PÁGINA.
▬▬▬▬▬▬▬▬▬▬
Un Estado proporcionalmente “pequeño”, con "pocos" políticos, muchos niveles territoriales de poder, pero con una enorme capacidad regulatoria que se manifiesta en el elevado número de normas. Pequeño en tamaño, pero enorme en peso sobre las libertades de los ciudadanos. El problema del Estado español no es de organización, sino de competencias, de políticas, de regulación. Se ha expandido, como el gas, para ocupar todos los espacios de ordenación. El horror vacui que atenaza a los políticos les ha impulsado a ocupar cualquier ámbito antes de que lo haga otro.

Antes de emprender la reforma debemos fijar cuál es el objetivo. Las organizaciones, como la estatal, sólo tienen sentido si sirven a una función con eficacia y eficiencia. La reforma que se necesita es la de que el Estado funcione. Con un objetivo claro: los españoles. Que funcione bien y al servicio de los ciudadanos. Este olvido ha producido situaciones como las de las Diputaciones que destina, por encima del 37 por 100 (más de 2.300 millones) de su presupuesto, a “actuaciones de carácter general” (que incluyen desde los gastos de funcionamiento, hasta las transferencias a otras Administraciones). No queremos un Estado “ombligüista”, autosuficiente, endogámico, … comprometido con la satisfacción de los prebendas de los políticos, capturado por unos y otros intereses ajenos a los de la mayoría. Queremos un Estado al servicio de la tarea de salvaguardar el marco de la libertad y comprometido con la solidaridad de todos aquellos que lo necesitan.
▬▬▬▬▬▬▬▬▬▬
DATOS MOSTRADOS.
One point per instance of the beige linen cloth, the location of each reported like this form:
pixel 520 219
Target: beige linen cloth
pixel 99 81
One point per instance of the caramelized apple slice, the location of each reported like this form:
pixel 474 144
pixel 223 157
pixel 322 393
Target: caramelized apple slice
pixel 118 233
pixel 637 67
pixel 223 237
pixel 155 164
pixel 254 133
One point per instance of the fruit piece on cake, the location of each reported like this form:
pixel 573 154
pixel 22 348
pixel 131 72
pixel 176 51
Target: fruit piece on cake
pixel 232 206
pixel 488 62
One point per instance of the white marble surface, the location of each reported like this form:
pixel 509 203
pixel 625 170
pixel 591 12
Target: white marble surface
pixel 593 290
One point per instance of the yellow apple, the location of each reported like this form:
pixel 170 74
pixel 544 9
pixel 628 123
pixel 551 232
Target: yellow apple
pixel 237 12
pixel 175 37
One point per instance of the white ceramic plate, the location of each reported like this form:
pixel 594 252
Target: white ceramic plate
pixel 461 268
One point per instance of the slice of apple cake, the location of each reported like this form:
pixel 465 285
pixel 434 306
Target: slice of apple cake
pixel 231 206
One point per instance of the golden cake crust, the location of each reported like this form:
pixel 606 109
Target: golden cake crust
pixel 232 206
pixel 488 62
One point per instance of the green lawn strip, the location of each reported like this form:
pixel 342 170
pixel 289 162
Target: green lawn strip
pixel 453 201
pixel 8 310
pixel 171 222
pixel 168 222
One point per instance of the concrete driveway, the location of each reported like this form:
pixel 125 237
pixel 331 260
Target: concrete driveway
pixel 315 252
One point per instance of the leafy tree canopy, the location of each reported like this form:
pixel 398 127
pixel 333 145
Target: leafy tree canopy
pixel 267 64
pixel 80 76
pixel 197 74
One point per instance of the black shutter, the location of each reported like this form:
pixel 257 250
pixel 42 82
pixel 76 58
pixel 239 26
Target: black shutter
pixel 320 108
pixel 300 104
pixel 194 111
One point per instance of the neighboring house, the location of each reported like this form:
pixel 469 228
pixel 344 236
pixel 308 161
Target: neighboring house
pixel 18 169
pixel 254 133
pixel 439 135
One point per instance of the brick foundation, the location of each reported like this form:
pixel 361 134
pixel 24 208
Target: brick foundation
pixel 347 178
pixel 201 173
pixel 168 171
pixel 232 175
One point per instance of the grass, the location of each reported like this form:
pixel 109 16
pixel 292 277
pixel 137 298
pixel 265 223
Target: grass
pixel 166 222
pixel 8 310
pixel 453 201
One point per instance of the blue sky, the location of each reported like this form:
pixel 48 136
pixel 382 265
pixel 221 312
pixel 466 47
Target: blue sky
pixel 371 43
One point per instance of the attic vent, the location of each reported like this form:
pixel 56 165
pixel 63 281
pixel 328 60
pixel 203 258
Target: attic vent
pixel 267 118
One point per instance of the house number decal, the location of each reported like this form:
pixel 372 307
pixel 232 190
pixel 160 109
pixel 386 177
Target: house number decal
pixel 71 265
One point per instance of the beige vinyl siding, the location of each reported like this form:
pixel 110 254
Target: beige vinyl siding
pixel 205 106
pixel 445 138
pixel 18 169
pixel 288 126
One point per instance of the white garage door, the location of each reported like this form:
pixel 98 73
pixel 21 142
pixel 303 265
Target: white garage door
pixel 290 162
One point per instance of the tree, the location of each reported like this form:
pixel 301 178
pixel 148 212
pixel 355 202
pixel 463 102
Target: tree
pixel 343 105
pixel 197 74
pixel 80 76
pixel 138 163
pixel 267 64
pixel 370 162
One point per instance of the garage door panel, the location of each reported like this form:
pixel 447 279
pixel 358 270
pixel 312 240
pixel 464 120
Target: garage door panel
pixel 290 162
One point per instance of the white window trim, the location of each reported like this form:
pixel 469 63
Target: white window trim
▬▬▬▬▬▬▬▬▬▬
OBJETIVO 1. Según la página, ¿qué parte de su presupuesto destinan las Diputaciones a "actuaciones de carácter general"?
OBJETIVO 2. Reproduce al pie de la letra el tramo de los registros que va desde la línea que contiene "One point per instance of the blue" hasta el final de los registros, con ambos extremos incluidos.

SOLUCIÓN DESARROLLADA 1. Más del 37 por 100 de su presupuesto, es decir, más de 2.300 millones.

SOLUCIÓN DESARROLLADA 2.
One point per instance of the blue sky, the location of each reported like this form:
pixel 48 136
pixel 382 265
pixel 221 312
pixel 466 47
Target: blue sky
pixel 371 43
One point per instance of the attic vent, the location of each reported like this form:
pixel 56 165
pixel 63 281
pixel 328 60
pixel 203 258
Target: attic vent
pixel 267 118
One point per instance of the house number decal, the location of each reported like this form:
pixel 372 307
pixel 232 190
pixel 160 109
pixel 386 177
Target: house number decal
pixel 71 265
One point per instance of the beige vinyl siding, the location of each reported like this form:
pixel 110 254
Target: beige vinyl siding
pixel 205 106
pixel 445 138
pixel 18 169
pixel 288 126
One point per instance of the white garage door, the location of each reported like this form:
pixel 98 73
pixel 21 142
pixel 303 265
Target: white garage door
pixel 290 162
One point per instance of the tree, the location of each reported like this form:
pixel 301 178
pixel 148 212
pixel 355 202
pixel 463 102
Target: tree
pixel 343 105
pixel 197 74
pixel 80 76
pixel 138 163
pixel 267 64
pixel 370 162
One point per instance of the garage door panel, the location of each reported like this form:
pixel 447 279
pixel 358 270
pixel 312 240
pixel 464 120
Target: garage door panel
pixel 290 162
One point per instance of the white window trim, the location of each reported like this form:
pixel 469 63
Target: white window trim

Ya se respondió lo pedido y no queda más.